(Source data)
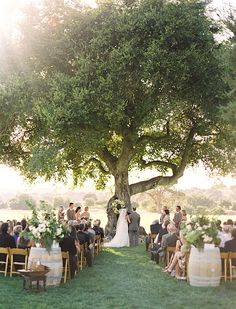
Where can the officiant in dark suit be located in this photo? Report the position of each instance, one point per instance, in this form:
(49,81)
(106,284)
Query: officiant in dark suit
(70,213)
(134,222)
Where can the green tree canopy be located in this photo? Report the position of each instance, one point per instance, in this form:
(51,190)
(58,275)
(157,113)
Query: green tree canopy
(127,85)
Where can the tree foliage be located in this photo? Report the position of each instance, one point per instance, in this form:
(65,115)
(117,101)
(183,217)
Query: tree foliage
(99,92)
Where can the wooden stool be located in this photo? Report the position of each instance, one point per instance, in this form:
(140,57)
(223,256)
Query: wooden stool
(31,279)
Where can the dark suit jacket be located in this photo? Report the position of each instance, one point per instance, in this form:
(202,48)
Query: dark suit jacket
(68,244)
(230,246)
(70,213)
(99,231)
(83,238)
(135,221)
(6,241)
(155,228)
(170,241)
(161,233)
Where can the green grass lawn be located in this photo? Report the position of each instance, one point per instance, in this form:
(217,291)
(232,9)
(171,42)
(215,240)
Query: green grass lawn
(120,278)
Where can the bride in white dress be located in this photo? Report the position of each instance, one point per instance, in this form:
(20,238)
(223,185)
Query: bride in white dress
(121,238)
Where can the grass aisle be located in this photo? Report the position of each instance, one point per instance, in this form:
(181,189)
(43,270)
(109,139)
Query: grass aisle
(120,278)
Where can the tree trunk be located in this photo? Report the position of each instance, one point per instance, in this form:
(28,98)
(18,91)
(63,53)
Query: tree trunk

• **What is needed**
Set down every entry word for word, but omit the pictures.

• **Right answer**
Where can the officiant in dark suit be located in this photo? Report the position of each instance, one point per instance, in this form:
(49,81)
(106,284)
Query: officiant in dark suit
(70,213)
(134,222)
Where can the green tree canopy be located in this photo? Report the position of each instance, one point per instance, in this form:
(51,190)
(58,275)
(157,113)
Query: green tree canopy
(127,85)
Where can the tree foliage be located in this photo? Report the position of each instance, one point per instance, in this form:
(65,115)
(117,101)
(183,217)
Query: tree foliage
(99,92)
Where can the wooden stool be located in this photo? Report the position of each instance, one point per instance, in this form:
(140,57)
(223,256)
Query: wooden stool
(31,279)
Where can the dark suit jacket be located in this photo? Report the position of each instance, one point per instance, in this form:
(202,48)
Query: dark suit jacket
(68,244)
(230,246)
(70,213)
(99,231)
(83,238)
(135,221)
(6,241)
(155,228)
(170,241)
(161,233)
Where can the green grass lawn be located in this photo? Report the position of each instance, one point per instance, in this form:
(217,291)
(232,9)
(171,42)
(215,240)
Query: green grass lawn
(120,278)
Where can the bride in white dress be located in this photo? Report the position of each instance, one point per instance, in this form:
(20,238)
(223,185)
Query: bride in white dress
(121,238)
Where can the grass aisle be located in this photo? Report the position of each instance, one point per instance, in this form:
(181,189)
(43,270)
(109,139)
Query: grass aisle
(120,278)
Where can the tree trunk be located in this photo? Report the position of each instance, one point per instance, in this form:
(28,98)
(18,91)
(63,53)
Query: tree trunk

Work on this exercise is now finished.